**EXERCISE SET**
1. Decide whether each statement agrees with the passage about the art professor, answering yes or no and quoting the words of the passage that settle it: (a) The narrator was a science major in the art class. (b) The professor made his comment privately after class. (c) The narrator had been leaning into creative self-expression for the past five years.
2. In the passage about the art professor, what grade did the professor say he would give the narrator?
3. Carry on the passage about the art professor, picking up right after its final sentence.

**PASSAGE PROVIDED**
We were sitting at the kitchen table, each on our computers working and sipping coffee. I was writing a blog post and he was working on the artistic display of the guided meditation that we had recorded. I was wearing my nighty despite the fact that it was almost 9:30 am. My hair was uncombed and my teeth were not brushed. 

I hadn’t had the emotional bandwidth to write blogs posts. When I am drained I can’t access my creative flow in a way that feels good so I had blocked my schedule to make time for writing while I was rested and balanced. There is nothing worse than trying to access creative flow in a way that feels forced and controlled rather than flowy and magickal. Creative self expression is something that I had been leaning into for the past 2 years, learning so much about myself in the process. 

For years, I had said “I am not artistic”. I had a college art professor who absolutely gutted me and his words were hard to unhear. “For you, that is an A but for anyone else that would be an F so I will give you a C”. I can hear his words like it was yesterday despite the fact that it was more than 15 years ago now. Fuck you. Fuck you so much. That is all that I wanted to say. Instead, I said “this is the problem with art. What you just said makes me feel stupid. It makes me feel insecure in myself and my ability to be creative. You make me not want to try. This is why people don’t want to try to be artistic, professors like you teach people that when they try they will be openly judged and that is why lots of people hate art. If you want, I can take you down to the allied health building and make you feel stupid but I won’t do that to you because I wouldn’t want you to hate learing about the human body.” His comment was made public in a classroom full of artists and I was a science major in a classroom full of art students. His comment was made while I was standing in the front of the classroom with all eyes on me. He was teaching. He was teaching me and every student in the classroom. He was teaching about judgment and how words can be weapons. I recognize that no one can make another person feel anything. The person who is feeling is 100% responsible for their own emotions and their own feelings. He wasn’t responsible for my emotions, I was. I was responsible for allowing his words to land in a place that shut me down, that rested solidly on me. More than 15 years later, I finally landed in a place where his words didn’t have the same impact. His words were a beautiful lesson for me, he taught me how to feel proud of my creative and artistic energy regardless of what others think of it and that I don’t need anyone else's approval for it to feel good for me.

**DATASET EXTRACT**
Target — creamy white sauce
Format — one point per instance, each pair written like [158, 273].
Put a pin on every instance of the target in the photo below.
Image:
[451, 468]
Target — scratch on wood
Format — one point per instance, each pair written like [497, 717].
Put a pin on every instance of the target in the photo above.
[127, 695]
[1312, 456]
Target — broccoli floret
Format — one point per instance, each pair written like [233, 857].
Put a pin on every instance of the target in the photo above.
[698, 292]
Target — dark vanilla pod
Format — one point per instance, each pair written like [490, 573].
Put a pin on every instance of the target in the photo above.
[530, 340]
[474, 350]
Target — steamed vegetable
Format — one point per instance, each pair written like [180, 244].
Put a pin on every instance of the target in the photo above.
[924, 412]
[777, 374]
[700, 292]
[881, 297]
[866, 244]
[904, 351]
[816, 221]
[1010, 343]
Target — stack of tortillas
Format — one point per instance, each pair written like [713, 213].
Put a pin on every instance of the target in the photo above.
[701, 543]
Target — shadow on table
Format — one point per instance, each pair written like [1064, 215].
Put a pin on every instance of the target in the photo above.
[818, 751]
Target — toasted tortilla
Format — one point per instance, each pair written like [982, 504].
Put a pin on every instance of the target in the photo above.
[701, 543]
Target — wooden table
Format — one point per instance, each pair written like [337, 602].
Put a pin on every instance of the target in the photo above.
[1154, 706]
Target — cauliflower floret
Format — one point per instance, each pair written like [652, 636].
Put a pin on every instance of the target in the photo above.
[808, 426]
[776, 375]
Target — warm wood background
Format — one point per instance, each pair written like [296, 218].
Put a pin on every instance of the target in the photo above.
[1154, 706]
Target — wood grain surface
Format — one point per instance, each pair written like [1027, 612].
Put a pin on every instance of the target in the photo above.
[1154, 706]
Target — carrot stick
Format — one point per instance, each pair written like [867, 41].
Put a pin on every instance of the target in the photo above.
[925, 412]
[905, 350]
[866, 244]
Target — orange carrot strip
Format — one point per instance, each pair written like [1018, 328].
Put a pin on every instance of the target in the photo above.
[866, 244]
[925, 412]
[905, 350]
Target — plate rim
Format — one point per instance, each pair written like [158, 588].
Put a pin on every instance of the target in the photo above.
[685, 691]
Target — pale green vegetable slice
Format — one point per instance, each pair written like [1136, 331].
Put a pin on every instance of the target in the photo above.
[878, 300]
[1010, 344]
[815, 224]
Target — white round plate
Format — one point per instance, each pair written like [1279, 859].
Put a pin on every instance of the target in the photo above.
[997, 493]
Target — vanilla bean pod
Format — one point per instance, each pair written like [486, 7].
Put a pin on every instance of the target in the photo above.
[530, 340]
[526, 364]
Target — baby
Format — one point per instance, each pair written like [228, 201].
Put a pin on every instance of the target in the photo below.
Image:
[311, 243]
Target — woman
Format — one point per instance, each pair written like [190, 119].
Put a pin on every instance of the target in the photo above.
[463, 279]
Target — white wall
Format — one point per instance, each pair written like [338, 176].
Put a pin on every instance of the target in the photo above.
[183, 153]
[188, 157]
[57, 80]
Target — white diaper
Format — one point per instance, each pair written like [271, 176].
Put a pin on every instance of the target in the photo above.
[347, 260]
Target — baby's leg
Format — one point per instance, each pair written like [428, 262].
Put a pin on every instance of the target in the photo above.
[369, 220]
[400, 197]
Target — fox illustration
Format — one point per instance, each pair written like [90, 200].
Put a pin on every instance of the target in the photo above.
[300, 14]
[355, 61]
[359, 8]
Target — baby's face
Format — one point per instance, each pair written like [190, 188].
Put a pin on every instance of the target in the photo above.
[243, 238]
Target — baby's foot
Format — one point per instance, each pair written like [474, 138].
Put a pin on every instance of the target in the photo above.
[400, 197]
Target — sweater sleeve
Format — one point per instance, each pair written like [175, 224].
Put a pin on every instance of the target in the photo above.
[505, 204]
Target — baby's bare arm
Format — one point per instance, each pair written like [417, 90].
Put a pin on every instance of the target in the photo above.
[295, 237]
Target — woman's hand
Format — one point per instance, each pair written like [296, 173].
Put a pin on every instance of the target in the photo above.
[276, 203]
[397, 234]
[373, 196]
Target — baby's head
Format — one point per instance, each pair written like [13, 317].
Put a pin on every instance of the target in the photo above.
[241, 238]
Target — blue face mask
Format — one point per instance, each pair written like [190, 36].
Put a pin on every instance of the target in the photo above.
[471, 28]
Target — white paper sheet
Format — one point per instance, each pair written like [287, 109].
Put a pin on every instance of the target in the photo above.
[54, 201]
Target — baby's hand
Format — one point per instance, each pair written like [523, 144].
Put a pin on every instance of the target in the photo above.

**WRITTEN RESPONSES**
1.
(a) Yes: "I was a science major in a classroom full of art students."
(b) No: "His comment was made public in a classroom full of artists"
(c) No: "Creative self expression is something that I had been leaning into for the past 2 years"

2. A C.

3.
This morning, sitting at the table and writing I felt proud of the artistic energy that comes from me and recognized that when I meet it with judgment I shut down that creative flow and when I openly accept it regardless of what it looks like, I am able to find joy. 

A cool breeze flowed through the open windows and doors and across our bodies as we both sat creating. I immediately popped out of the creative space and raised my arms to feel the breeze flowing across my body. I smiled at him across the table and he winked back. I was creating more than a blog post, I was creating my life just the way that I wanted it.